List each line of the listing that contains the word "from", copied in full.
** START **
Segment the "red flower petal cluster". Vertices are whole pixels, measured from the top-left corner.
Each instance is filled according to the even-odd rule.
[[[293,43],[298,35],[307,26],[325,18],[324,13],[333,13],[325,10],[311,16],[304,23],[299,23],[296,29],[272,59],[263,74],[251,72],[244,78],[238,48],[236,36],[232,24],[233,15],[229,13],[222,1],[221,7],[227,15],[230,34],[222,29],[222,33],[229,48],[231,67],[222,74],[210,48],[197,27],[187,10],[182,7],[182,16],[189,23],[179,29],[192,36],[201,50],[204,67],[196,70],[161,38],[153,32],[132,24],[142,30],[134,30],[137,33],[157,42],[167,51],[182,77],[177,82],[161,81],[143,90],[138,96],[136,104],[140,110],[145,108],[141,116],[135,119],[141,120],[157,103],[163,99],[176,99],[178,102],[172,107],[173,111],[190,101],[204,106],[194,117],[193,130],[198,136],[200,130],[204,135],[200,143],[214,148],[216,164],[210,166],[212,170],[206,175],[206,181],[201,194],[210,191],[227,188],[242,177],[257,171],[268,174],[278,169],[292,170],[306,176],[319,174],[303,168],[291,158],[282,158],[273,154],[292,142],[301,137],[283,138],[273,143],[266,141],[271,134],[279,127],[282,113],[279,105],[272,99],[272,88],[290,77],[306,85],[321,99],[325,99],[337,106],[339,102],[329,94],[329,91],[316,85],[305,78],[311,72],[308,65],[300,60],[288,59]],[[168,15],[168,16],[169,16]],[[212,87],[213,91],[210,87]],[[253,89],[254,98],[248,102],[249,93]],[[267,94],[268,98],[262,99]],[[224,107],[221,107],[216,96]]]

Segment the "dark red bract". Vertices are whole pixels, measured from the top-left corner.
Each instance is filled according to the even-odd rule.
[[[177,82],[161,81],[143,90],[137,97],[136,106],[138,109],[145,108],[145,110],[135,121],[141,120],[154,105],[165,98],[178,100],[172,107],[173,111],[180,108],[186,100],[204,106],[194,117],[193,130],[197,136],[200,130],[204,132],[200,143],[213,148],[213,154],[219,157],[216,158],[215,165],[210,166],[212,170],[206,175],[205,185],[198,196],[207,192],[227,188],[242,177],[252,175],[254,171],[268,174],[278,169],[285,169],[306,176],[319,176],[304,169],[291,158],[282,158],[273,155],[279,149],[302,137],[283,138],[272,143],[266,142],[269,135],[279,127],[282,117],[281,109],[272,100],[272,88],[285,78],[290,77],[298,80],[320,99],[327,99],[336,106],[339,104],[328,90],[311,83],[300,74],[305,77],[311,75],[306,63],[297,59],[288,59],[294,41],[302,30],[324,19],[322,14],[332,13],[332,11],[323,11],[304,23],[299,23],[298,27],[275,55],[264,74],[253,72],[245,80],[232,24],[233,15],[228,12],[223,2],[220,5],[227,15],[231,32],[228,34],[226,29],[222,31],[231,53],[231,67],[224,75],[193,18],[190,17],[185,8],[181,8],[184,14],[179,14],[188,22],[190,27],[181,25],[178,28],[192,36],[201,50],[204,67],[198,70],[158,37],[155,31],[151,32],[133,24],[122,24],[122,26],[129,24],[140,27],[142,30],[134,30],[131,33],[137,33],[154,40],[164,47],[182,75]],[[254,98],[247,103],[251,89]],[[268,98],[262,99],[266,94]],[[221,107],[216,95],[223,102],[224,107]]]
** END **
#### FINAL RESULT
Segment the "red flower petal cluster". Vertices are whole pixels, measured from the top-left corner.
Segment the "dark red bract". Vertices are whole pixels, measured from the top-left corner.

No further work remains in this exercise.